> Work required: Quote every line as given.

Items from a data source
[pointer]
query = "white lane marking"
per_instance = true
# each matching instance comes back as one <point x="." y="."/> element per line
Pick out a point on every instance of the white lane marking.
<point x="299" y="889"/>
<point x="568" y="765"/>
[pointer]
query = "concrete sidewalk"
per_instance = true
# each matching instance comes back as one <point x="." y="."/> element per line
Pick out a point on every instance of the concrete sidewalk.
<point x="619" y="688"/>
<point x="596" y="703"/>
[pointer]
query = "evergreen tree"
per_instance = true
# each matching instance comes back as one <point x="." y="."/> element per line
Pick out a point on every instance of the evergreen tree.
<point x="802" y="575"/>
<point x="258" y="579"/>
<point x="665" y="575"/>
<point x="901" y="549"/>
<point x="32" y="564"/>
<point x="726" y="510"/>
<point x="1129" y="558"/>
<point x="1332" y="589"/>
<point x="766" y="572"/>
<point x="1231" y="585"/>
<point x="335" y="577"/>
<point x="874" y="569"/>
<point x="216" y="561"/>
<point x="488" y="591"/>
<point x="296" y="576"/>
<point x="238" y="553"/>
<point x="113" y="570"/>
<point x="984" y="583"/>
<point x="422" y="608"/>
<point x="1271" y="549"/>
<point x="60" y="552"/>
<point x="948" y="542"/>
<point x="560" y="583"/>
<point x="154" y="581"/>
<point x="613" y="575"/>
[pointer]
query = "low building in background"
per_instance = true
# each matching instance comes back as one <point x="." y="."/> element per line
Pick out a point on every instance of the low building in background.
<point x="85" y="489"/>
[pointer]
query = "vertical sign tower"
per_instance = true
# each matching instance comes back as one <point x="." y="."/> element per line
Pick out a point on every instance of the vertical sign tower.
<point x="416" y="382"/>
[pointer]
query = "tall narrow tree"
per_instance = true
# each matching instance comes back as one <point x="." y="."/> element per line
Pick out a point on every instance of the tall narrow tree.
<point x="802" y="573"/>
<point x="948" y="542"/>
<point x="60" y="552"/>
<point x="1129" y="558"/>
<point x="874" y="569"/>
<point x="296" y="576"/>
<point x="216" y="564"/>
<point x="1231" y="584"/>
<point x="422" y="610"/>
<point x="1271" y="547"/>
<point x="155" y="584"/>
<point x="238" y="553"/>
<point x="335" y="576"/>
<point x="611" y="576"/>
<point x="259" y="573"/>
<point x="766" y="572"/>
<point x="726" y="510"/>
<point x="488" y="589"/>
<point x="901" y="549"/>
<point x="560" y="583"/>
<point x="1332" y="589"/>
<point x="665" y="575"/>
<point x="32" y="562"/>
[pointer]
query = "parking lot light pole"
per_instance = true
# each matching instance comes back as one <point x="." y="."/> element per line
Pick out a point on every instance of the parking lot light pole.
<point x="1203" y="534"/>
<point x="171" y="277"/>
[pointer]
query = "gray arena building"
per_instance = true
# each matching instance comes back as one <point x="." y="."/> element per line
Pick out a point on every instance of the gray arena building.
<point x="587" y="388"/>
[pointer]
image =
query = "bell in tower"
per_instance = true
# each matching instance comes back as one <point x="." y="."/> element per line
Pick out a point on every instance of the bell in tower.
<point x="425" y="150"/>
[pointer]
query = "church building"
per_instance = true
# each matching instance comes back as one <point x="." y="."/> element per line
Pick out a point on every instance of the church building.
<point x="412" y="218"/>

> Output of the task:
[pointer]
query = "white lane marking"
per_instance = true
# each matching instance comes back as one <point x="." y="."/> element per line
Pick out a point on every instance of the white lane marking.
<point x="299" y="889"/>
<point x="568" y="765"/>
[pointer]
query = "concrete sidewalk"
per_instance = true
# each matching instance comes back as one <point x="." y="."/> element per line
Pick out a point on every instance of the concrete sidewalk.
<point x="619" y="688"/>
<point x="596" y="703"/>
[pointer]
query = "evergreen tree"
per_instance = true
# each matching instance comes back as one <point x="." y="."/> element per line
Pick out a point on every instance of the evergreen tree.
<point x="802" y="575"/>
<point x="258" y="579"/>
<point x="665" y="575"/>
<point x="901" y="549"/>
<point x="32" y="564"/>
<point x="726" y="510"/>
<point x="1129" y="558"/>
<point x="1332" y="589"/>
<point x="766" y="572"/>
<point x="1231" y="585"/>
<point x="335" y="577"/>
<point x="874" y="569"/>
<point x="216" y="561"/>
<point x="488" y="591"/>
<point x="296" y="576"/>
<point x="238" y="553"/>
<point x="113" y="570"/>
<point x="984" y="583"/>
<point x="422" y="608"/>
<point x="1271" y="549"/>
<point x="60" y="552"/>
<point x="948" y="542"/>
<point x="560" y="583"/>
<point x="154" y="581"/>
<point x="613" y="575"/>
[pointer]
query = "low building in background"
per_instance = true
# each matching instance comes back as one <point x="." y="."/> element per line
Pick out a point on every instance of the low building in background.
<point x="85" y="489"/>
[pointer]
query = "vertical sign tower"
per_instance = true
# each matching instance comes back as one <point x="." y="."/> element per line
Pick out a point on every instance of the vertical sign tower.
<point x="416" y="382"/>
[pointer]
query = "tall narrow tree"
per_instance = true
# each matching instance comes back as one <point x="." y="."/> element per line
Pick out a point on every instance of the tall narrow tree.
<point x="802" y="573"/>
<point x="948" y="542"/>
<point x="60" y="552"/>
<point x="1129" y="558"/>
<point x="874" y="569"/>
<point x="296" y="576"/>
<point x="216" y="564"/>
<point x="1231" y="584"/>
<point x="422" y="610"/>
<point x="1271" y="547"/>
<point x="155" y="584"/>
<point x="238" y="553"/>
<point x="335" y="576"/>
<point x="611" y="576"/>
<point x="259" y="573"/>
<point x="766" y="572"/>
<point x="726" y="510"/>
<point x="488" y="589"/>
<point x="901" y="549"/>
<point x="560" y="583"/>
<point x="1332" y="589"/>
<point x="665" y="575"/>
<point x="32" y="562"/>
[pointer]
query = "parking lot light pole"
per_instance = true
# each matching instance comes back as one <point x="." y="."/> element per line
Pick out a point on every instance of the parking lot light pole.
<point x="1203" y="534"/>
<point x="171" y="277"/>
[pointer]
query = "gray arena building"
per_instance = true
# each matching instance comes back as one <point x="." y="."/> element per line
Pick out a point on every instance of the gray arena building.
<point x="587" y="388"/>
[pointer]
image =
query = "bell in tower"
per_instance = true
# each matching instance comes back as one <point x="." y="."/> element per line
Pick out a point on every instance of the bell in tower.
<point x="425" y="150"/>
[pointer]
query = "church building"
per_instance = true
# each matching instance comes back as one <point x="." y="."/> element per line
Pick out a point on every instance of the church building.
<point x="412" y="218"/>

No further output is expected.